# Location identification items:
>>>

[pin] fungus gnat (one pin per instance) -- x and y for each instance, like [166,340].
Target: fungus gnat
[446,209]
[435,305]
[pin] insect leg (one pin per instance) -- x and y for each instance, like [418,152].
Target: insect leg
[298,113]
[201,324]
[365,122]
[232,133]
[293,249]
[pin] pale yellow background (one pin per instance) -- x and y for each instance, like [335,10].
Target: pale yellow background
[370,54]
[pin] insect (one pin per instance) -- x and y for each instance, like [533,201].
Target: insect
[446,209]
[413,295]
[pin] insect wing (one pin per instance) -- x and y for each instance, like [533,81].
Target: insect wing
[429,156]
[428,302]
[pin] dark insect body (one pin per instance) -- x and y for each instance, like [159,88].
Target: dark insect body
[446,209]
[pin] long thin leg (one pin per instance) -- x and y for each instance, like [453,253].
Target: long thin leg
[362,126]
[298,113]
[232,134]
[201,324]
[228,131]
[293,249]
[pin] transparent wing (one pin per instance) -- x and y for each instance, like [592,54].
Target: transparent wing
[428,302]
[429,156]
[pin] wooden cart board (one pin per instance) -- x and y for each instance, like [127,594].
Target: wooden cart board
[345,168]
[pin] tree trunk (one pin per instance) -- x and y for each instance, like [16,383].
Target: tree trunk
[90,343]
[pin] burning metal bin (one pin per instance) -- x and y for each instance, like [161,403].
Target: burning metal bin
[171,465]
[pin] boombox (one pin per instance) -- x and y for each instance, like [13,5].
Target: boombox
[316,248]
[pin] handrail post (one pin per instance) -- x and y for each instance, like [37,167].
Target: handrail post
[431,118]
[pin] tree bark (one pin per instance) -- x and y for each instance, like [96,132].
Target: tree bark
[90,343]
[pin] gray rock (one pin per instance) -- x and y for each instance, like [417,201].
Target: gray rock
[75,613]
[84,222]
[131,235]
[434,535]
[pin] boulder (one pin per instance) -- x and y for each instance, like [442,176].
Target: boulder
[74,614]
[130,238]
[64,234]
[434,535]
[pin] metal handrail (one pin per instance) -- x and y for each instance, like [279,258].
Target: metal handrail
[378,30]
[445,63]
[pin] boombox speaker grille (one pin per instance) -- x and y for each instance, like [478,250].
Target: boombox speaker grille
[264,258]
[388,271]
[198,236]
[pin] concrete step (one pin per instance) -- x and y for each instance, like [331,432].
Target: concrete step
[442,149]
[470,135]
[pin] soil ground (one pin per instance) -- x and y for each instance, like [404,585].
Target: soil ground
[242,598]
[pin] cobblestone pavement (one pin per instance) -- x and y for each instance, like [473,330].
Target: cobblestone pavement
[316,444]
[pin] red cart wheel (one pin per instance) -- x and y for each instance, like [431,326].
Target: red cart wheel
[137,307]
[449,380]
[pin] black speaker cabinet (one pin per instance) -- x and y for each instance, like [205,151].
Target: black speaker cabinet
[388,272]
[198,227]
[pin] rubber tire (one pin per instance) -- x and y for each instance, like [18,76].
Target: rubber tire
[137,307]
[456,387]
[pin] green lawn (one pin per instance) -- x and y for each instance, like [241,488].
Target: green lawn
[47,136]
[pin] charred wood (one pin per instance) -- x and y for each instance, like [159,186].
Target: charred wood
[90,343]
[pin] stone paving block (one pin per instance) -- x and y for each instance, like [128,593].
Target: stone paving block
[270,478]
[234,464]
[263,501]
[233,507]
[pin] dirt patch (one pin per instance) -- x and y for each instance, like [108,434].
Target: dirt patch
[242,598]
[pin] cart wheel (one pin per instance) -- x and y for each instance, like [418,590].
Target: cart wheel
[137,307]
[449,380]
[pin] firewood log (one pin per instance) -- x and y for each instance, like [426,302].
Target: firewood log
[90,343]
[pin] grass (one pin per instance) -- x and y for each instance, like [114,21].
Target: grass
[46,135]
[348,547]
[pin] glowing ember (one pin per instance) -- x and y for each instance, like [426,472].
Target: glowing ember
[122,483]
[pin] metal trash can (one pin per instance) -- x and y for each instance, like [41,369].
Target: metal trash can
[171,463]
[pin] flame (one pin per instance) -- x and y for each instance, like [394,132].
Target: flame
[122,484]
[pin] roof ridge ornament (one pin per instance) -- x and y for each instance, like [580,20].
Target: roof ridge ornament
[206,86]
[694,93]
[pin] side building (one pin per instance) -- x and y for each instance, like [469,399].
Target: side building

<<<

# Exercise:
Can you copy out the stretch of records from the line containing "[pin] flame (one" through the end of the records, keeping every line including the requests, and add -92 to each number in the answer coordinates while leaving the requests and their format samples unchanged?

# Output below:
[pin] flame (one pin per instance) -- x and y for each instance, like [394,132].
Target: flame
[30,392]
[pin] roof ridge ornament (one pin per instance) -- x and y for each instance, like [580,20].
Target: roof ridge ornament
[114,-6]
[602,1]
[pin] side building (one pin per instance) -- x and y for each instance, like [469,399].
Target: side building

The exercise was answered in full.